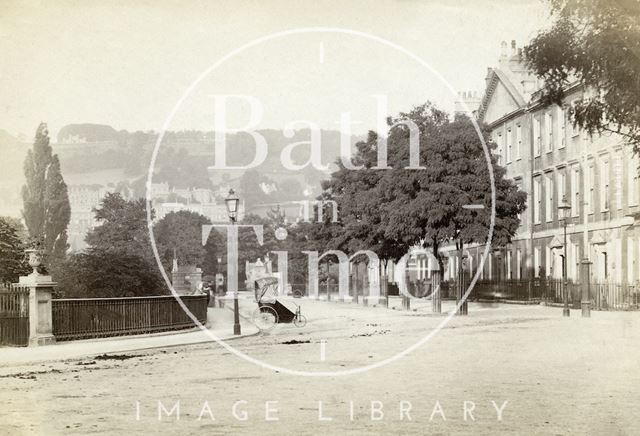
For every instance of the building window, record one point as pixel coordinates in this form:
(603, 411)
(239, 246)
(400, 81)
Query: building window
(591, 199)
(509, 139)
(562, 127)
(575, 191)
(604, 184)
(632, 182)
(536, 200)
(548, 198)
(575, 131)
(562, 184)
(519, 188)
(536, 136)
(617, 187)
(518, 142)
(548, 262)
(548, 126)
(631, 261)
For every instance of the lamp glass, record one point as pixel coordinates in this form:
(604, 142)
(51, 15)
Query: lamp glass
(232, 202)
(564, 207)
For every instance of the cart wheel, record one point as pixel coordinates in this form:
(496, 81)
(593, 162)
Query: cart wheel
(300, 321)
(265, 318)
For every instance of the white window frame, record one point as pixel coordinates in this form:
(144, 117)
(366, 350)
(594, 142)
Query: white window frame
(575, 131)
(561, 184)
(605, 201)
(500, 147)
(537, 146)
(518, 141)
(575, 191)
(632, 182)
(509, 146)
(536, 199)
(548, 130)
(562, 127)
(590, 201)
(548, 197)
(618, 180)
(631, 260)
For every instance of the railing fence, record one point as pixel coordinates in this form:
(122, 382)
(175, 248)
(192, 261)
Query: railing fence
(604, 295)
(14, 315)
(85, 318)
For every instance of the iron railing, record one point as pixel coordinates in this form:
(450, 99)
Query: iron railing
(14, 315)
(84, 318)
(605, 295)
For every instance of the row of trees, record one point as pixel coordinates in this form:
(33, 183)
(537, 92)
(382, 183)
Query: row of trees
(389, 211)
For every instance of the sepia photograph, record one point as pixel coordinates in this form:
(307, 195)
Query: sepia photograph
(354, 217)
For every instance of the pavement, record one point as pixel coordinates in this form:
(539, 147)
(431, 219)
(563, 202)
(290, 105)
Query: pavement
(552, 375)
(219, 323)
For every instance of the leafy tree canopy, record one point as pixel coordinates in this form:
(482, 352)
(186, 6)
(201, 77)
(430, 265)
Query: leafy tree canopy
(597, 44)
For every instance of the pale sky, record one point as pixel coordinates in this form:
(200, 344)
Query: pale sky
(127, 63)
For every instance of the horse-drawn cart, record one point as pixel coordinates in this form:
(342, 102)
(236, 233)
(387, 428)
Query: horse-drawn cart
(272, 309)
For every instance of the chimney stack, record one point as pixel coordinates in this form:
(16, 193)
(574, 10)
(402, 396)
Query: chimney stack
(503, 49)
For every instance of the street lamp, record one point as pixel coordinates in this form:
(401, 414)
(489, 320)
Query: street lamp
(232, 202)
(564, 209)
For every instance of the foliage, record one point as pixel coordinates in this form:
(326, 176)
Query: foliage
(46, 203)
(389, 211)
(597, 44)
(119, 261)
(12, 255)
(182, 231)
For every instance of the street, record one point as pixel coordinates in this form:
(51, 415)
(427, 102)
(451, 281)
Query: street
(505, 368)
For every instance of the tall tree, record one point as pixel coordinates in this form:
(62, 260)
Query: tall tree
(389, 211)
(12, 256)
(46, 204)
(595, 43)
(181, 233)
(119, 261)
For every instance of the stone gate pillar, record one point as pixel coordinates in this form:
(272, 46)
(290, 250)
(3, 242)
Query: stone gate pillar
(40, 308)
(585, 284)
(436, 292)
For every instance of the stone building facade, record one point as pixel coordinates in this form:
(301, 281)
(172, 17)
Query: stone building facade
(550, 159)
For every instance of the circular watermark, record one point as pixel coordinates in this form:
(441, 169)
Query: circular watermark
(189, 91)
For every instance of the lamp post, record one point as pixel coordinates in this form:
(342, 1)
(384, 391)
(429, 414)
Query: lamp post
(232, 202)
(563, 208)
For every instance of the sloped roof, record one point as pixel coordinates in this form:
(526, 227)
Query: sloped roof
(495, 76)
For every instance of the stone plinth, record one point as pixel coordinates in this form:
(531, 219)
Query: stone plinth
(40, 317)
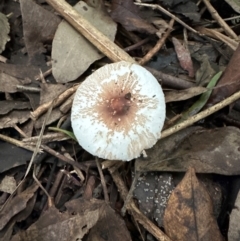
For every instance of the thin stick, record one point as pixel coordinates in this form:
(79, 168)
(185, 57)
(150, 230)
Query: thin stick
(59, 100)
(158, 46)
(99, 40)
(155, 6)
(203, 114)
(16, 142)
(220, 21)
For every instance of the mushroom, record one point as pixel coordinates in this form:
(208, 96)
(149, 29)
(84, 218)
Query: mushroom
(118, 111)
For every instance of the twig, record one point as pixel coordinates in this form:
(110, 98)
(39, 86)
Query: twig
(49, 137)
(134, 211)
(59, 100)
(191, 120)
(16, 142)
(99, 40)
(39, 77)
(170, 80)
(158, 45)
(155, 6)
(219, 36)
(220, 21)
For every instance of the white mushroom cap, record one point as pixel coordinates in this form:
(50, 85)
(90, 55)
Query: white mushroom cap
(118, 111)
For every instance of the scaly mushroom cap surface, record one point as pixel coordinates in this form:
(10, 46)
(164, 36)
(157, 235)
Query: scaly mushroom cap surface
(118, 111)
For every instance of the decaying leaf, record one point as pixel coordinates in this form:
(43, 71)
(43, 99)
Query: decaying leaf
(188, 9)
(8, 83)
(184, 57)
(14, 117)
(189, 212)
(234, 228)
(12, 156)
(72, 53)
(5, 28)
(208, 151)
(230, 80)
(16, 205)
(20, 71)
(152, 192)
(127, 14)
(235, 4)
(200, 103)
(179, 95)
(39, 26)
(80, 217)
(8, 184)
(8, 105)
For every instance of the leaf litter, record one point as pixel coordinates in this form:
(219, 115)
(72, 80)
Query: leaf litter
(42, 69)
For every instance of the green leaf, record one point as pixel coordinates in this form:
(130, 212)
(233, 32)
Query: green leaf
(199, 104)
(68, 133)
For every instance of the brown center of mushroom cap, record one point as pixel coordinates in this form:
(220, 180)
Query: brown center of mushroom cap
(119, 106)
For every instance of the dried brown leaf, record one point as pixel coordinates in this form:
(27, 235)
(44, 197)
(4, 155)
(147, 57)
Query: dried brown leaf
(8, 83)
(184, 57)
(16, 205)
(39, 26)
(72, 53)
(209, 151)
(12, 156)
(5, 28)
(7, 106)
(189, 212)
(13, 118)
(80, 217)
(179, 95)
(230, 80)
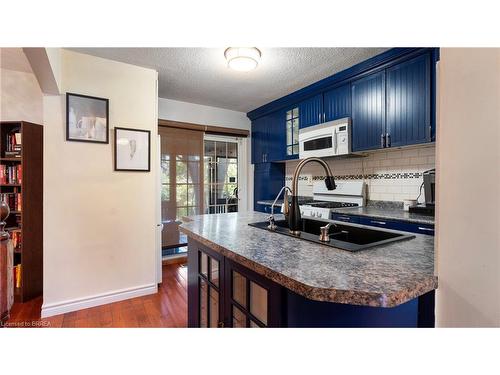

-------------------------

(PROBLEM DETAILS)
Write out all the entries precisely as given, omitting each image.

(TASK SOLUTION)
For every instance of the building window, record one point as pixel coordinates in this form:
(603, 411)
(239, 246)
(400, 81)
Query: building window
(591, 199)
(509, 139)
(562, 127)
(575, 191)
(604, 184)
(632, 182)
(536, 200)
(548, 198)
(575, 131)
(562, 184)
(519, 188)
(536, 136)
(617, 187)
(518, 142)
(548, 262)
(548, 126)
(631, 261)
For every instance of the lamp glass, record one point as pixel coordinates in this form:
(604, 142)
(51, 15)
Query: lamp glass
(232, 202)
(564, 207)
For every instance of the cart wheel, record one point as pixel coordinates in this form:
(496, 81)
(593, 162)
Query: cart wheel
(300, 321)
(265, 318)
For every instance of the white window frame, record one point as pixel coordinates in this form:
(144, 117)
(366, 350)
(594, 142)
Query: white window frame
(575, 131)
(561, 184)
(605, 201)
(500, 147)
(537, 146)
(518, 141)
(575, 191)
(632, 182)
(509, 146)
(536, 199)
(548, 130)
(562, 127)
(590, 201)
(548, 197)
(618, 180)
(631, 260)
For every instance of the railing fence, record one point as pixel coordinates in this form:
(122, 382)
(175, 248)
(192, 261)
Query: railing fence
(604, 295)
(14, 315)
(85, 318)
For every instance of the iron railing, record one point as pixel coordinates in this form:
(450, 99)
Query: iron railing
(14, 315)
(84, 318)
(605, 295)
For every instance of the row of trees, record one point as pixel coordinates in this form:
(33, 183)
(537, 92)
(382, 183)
Query: row of trees
(389, 211)
For every instance of the sepia photograph, record one point as pixel coordinates in this form:
(307, 195)
Query: sepia photograph
(354, 217)
For every instance of the pavement, record one point as pixel coordinates in this form:
(539, 147)
(431, 219)
(563, 202)
(290, 105)
Query: pavement
(552, 375)
(219, 323)
For every instance of the leafy tree canopy, record one point as pixel coordinates in this form:
(482, 352)
(186, 6)
(201, 77)
(430, 265)
Query: leafy tree canopy
(597, 44)
For every instance of the pale sky, record one point as pixel coordinates in this form:
(200, 344)
Query: pale sky
(127, 63)
For every instance of the horse-drawn cart, record one point as pixel coordinates in this form:
(342, 102)
(236, 233)
(387, 428)
Query: horse-drawn cart
(272, 309)
For every instance of the chimney stack, record one point as pixel coordinates in this form:
(16, 193)
(574, 10)
(402, 396)
Query: chimney stack
(503, 49)
For every instance of the street lamp, record one point as pixel coordinates in this form:
(401, 414)
(489, 320)
Query: street lamp
(232, 202)
(564, 209)
For every instance of the foliage, record one point as pixel coordinates in this form:
(326, 176)
Query: foliage
(46, 203)
(389, 211)
(597, 44)
(119, 261)
(12, 255)
(182, 231)
For every instance of the street, record one point as pixel coordinates in this form:
(51, 415)
(427, 102)
(451, 281)
Query: street
(505, 368)
For every instance of the tall tree, record one point as pixel coordinates in this form:
(62, 260)
Query: tall tree
(389, 211)
(12, 256)
(46, 204)
(595, 43)
(181, 233)
(119, 261)
For every instance of the stone gate pillar, record one point as pixel coordinates in this form:
(272, 46)
(290, 250)
(3, 242)
Query: stone gate pillar
(40, 308)
(585, 284)
(436, 292)
For every instance of the stone building facade, record one point as pixel coordinates in this form:
(301, 281)
(172, 17)
Query: stone building facade
(550, 159)
For every instance of the circular watermark, record one point as pixel coordinates in this form:
(441, 169)
Query: circular watermark
(189, 91)
For every instance of the lamp post, record one point as pixel coordinates in this form:
(342, 1)
(384, 391)
(429, 414)
Query: lamp post
(232, 202)
(563, 208)
For every instance of the sloped roof, record one point as pixel coordinates in this form:
(526, 227)
Query: sloped roof
(495, 76)
For every instance of the stone plinth, record one point as pixel coordinates in this form:
(531, 219)
Query: stone plinth
(40, 317)
For every instance of the thin stick, record one point as pixel coordinates in this form:
(79, 168)
(185, 57)
(150, 230)
Query: thin stick
(59, 100)
(158, 46)
(99, 40)
(155, 6)
(203, 114)
(16, 142)
(220, 21)
For every instance of the mushroom, record one point as pixel coordinates in this form:
(208, 96)
(149, 29)
(84, 218)
Query: mushroom
(118, 111)
For every instance of the twig, record one point as pixel coordinates in this form:
(110, 98)
(39, 86)
Query: twig
(49, 137)
(134, 211)
(59, 100)
(191, 120)
(16, 142)
(99, 40)
(39, 77)
(170, 80)
(158, 45)
(155, 6)
(219, 36)
(220, 21)
For every instance of the white mushroom cap, record one point as pixel coordinates in this form:
(50, 85)
(90, 55)
Query: white mushroom cap
(118, 111)
For every instance of the scaly mushroom cap surface, record one point as pixel coordinates in this form:
(10, 46)
(164, 36)
(157, 235)
Query: scaly mushroom cap surface
(118, 111)
For every instance of the decaying leaf, record one point as pixel coordinates in this form:
(43, 71)
(43, 99)
Query: decaying leaf
(188, 9)
(8, 83)
(184, 57)
(14, 117)
(189, 212)
(234, 228)
(12, 156)
(72, 53)
(5, 28)
(208, 151)
(230, 80)
(16, 205)
(20, 71)
(152, 192)
(127, 14)
(235, 4)
(200, 103)
(179, 95)
(39, 26)
(80, 217)
(8, 184)
(8, 105)
For every instance of the leaf litter, record one point as pixel coordinates in this form:
(219, 115)
(72, 80)
Query: leaf litter
(42, 69)
For every instance of the green leaf, record one point as pixel coordinates in this form:
(130, 212)
(233, 32)
Query: green leaf
(199, 104)
(68, 133)
For every instance of the brown center of mushroom cap, record one point as pixel coordinates in this form:
(220, 180)
Query: brown center of mushroom cap
(119, 106)
For every instance of the dried brown leaf, record one point as pixel coordinates in this form:
(27, 235)
(44, 197)
(4, 155)
(147, 57)
Query: dried brown leaf
(8, 83)
(184, 57)
(16, 205)
(39, 26)
(72, 53)
(209, 151)
(12, 156)
(5, 28)
(7, 106)
(189, 212)
(13, 118)
(80, 217)
(179, 95)
(230, 80)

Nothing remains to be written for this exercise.